Reproduce all of the following material line for line, changing nothing.

| THE DATA |
* * * * *

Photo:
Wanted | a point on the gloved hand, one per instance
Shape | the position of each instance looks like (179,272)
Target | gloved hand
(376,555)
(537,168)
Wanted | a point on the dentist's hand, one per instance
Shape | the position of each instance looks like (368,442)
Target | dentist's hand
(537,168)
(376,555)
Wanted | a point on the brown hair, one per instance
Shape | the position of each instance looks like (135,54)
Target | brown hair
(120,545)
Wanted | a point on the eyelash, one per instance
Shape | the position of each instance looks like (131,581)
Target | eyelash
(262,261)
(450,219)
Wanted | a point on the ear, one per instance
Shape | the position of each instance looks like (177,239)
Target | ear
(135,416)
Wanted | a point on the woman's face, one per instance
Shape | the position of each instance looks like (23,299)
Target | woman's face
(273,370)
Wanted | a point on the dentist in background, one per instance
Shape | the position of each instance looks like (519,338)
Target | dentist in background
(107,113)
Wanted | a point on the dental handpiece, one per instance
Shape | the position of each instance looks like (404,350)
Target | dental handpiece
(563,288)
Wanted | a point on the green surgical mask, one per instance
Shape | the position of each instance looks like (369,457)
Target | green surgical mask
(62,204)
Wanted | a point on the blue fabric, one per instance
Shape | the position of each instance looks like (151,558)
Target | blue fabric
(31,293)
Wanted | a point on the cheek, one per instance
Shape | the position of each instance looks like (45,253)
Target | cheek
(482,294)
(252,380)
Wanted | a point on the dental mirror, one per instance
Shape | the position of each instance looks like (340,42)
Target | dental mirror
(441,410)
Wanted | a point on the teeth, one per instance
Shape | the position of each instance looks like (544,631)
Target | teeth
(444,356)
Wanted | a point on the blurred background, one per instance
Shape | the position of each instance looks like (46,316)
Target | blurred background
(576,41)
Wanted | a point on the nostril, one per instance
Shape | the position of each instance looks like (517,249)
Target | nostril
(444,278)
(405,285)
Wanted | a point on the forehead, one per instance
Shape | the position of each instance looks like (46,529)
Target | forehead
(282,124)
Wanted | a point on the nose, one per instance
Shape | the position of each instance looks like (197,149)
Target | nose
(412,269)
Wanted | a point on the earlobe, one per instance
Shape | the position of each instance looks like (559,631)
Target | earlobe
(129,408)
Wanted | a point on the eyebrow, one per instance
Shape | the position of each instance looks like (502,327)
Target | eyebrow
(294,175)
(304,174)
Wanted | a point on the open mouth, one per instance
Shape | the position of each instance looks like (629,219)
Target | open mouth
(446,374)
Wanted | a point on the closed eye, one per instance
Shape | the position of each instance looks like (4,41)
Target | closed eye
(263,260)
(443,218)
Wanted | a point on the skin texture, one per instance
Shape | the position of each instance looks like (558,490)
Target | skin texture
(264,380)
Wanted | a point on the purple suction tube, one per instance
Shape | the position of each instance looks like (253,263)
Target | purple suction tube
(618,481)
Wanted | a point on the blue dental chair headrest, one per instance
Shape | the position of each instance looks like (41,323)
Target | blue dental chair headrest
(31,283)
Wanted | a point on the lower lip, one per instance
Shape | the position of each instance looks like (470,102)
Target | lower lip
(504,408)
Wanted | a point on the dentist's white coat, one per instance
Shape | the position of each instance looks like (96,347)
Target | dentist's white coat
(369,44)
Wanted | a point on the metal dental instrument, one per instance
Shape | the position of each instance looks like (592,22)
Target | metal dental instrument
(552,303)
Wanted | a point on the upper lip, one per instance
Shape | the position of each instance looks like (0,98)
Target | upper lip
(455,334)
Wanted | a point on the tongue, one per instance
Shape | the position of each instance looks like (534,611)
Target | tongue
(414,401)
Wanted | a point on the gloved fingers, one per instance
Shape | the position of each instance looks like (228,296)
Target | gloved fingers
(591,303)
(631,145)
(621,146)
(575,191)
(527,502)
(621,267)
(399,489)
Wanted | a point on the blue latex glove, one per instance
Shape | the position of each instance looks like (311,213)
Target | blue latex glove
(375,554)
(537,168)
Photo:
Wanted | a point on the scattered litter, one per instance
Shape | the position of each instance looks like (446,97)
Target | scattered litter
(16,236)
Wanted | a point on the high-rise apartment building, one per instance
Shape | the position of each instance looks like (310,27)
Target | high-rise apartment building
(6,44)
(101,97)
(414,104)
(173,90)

* * * * *

| SOLUTION FOR THIS TASK |
Photo:
Wanted | a point on the gloved hand, one per instance
Shape | the position of each instance looks like (179,272)
Target | gloved hand
(376,555)
(537,168)
Wanted | a point on the dentist's hand, one per instance
Shape | the position of each instance looks like (368,442)
Target | dentist's hand
(537,168)
(376,555)
Wanted | a point on the brown hair, one per instance
Shape | the position of each instance looks like (135,54)
Target | brown hair
(120,545)
Wanted | a point on the eyelash, one per instance
Shape | the position of each instance looks like (131,581)
Target | eyelash
(262,261)
(450,219)
Wanted | a point on the ear, one per instance
Shape | the position of each instance looks like (177,239)
Target | ear
(135,416)
Wanted | a point on the woman's face, one per instance
Shape | the position of each instance looks like (23,299)
Target | woman's face
(273,370)
Wanted | a point on the dentist in background, one per instance
Shape | the position of each instance looks like (519,338)
Target | dentist in background
(107,113)
Wanted | a point on the dental handpiece, one per instance
Shape | the position of each instance looks like (404,350)
Target | dental handpiece
(563,288)
Wanted | a point on the green surgical mask, one per instance
Shape | the position of each instance looks like (369,457)
Target | green surgical mask
(62,204)
Wanted | a point on the blue fabric, one per instance
Shape | the position of each instance looks like (151,558)
Target | blue fabric
(31,293)
Wanted | a point on the cheek, one per instance
Shape | the position of each instance looks like (45,253)
Target | cheek
(482,294)
(252,380)
Wanted | a point on the dental mirror, one per instance
Shape | the position of each instance looks like (340,42)
Target | dental mirror
(441,410)
Wanted | a point on the teeth, one per instance
Shape | the position of each instance looks like (544,631)
Target | teeth
(444,356)
Wanted | a point on the blurred background, one per instance
Shape | the position of each instance looks like (46,316)
Target | blurred background
(576,41)
Wanted | a point on the nostril, one per instance
Shape | the position of each instance looks like (517,249)
Target | nostril
(444,278)
(405,285)
Wanted | a point on the forehead, one per instance
Shape | the position of each instance looks like (46,529)
Target | forehead
(282,124)
Wanted | a point on the nose, one per instance
Shape | the position of each instance looks like (197,149)
Target | nose
(412,269)
Wanted | a point on the earlobe, one per instance
Shape | the position of each instance looks like (559,631)
Target | earlobe
(129,408)
Wanted | a point on the eyebrow, one per instance
Shape | the position of each instance looks like (502,327)
Target | eyebrow
(294,175)
(304,174)
Wanted | a point on the open mouth, one per instance
Shape | the position of each instance looks like (629,219)
Target | open mouth
(446,374)
Wanted | a point on the closed eye, one per instance
Shape | the position of each instance looks like (4,41)
Target | closed eye
(263,260)
(443,218)
Wanted | a point on the skin texture, one per instance
Shape | the position of each instance looks like (558,490)
Target | skin texture
(264,380)
Wanted | a point on the purple suction tube, one per instance
Shape | the position of each instance looks like (253,263)
Target | purple suction tube
(618,481)
Wanted | a point on the blue dental chair headrest, one per instance
Shape | the position of each instance looks like (41,323)
Target | blue dental chair headrest
(31,283)
Wanted | a point on the lower lip, one per instance
Shape | the position of each instance looks like (470,102)
Target | lower lip
(504,408)
Wanted | a point on the dentist's white coat, one per instance
Shape | the position of each instance looks like (96,347)
Target | dentist's white coat
(369,44)
Wanted | a point on the metal dental instrument, one per instance
Shape | the position of each instance looks like (592,22)
Target | metal dental instrument
(552,303)
Wanted | a point on the upper lip, one per instance
Shape | the position of each instance looks like (0,98)
Target | upper lip
(455,334)
Wanted | a point on the tongue, one per instance
Shape | the position of each instance looks like (534,611)
Target | tongue
(414,401)
Wanted | a point on the gloved fingers, one per instance
Shape | the position of each instance looks like (228,296)
Target | gloved fingers
(591,303)
(631,145)
(621,146)
(575,191)
(527,502)
(621,267)
(399,489)
Wanted | a point on the blue latex glove, one per instance
Shape | the position of each instance looks like (311,213)
Target | blue latex glove
(375,554)
(537,168)
Photo:
Wanted | a point on the scattered litter, one per instance
Shape | the position of each instance looks like (446,97)
Target | scattered litter
(16,236)
Wanted | a point on the high-rise apartment building, one per instance
Shape | the position of each instance looks like (310,27)
Target | high-rise apartment building
(6,44)
(101,97)
(414,104)
(173,90)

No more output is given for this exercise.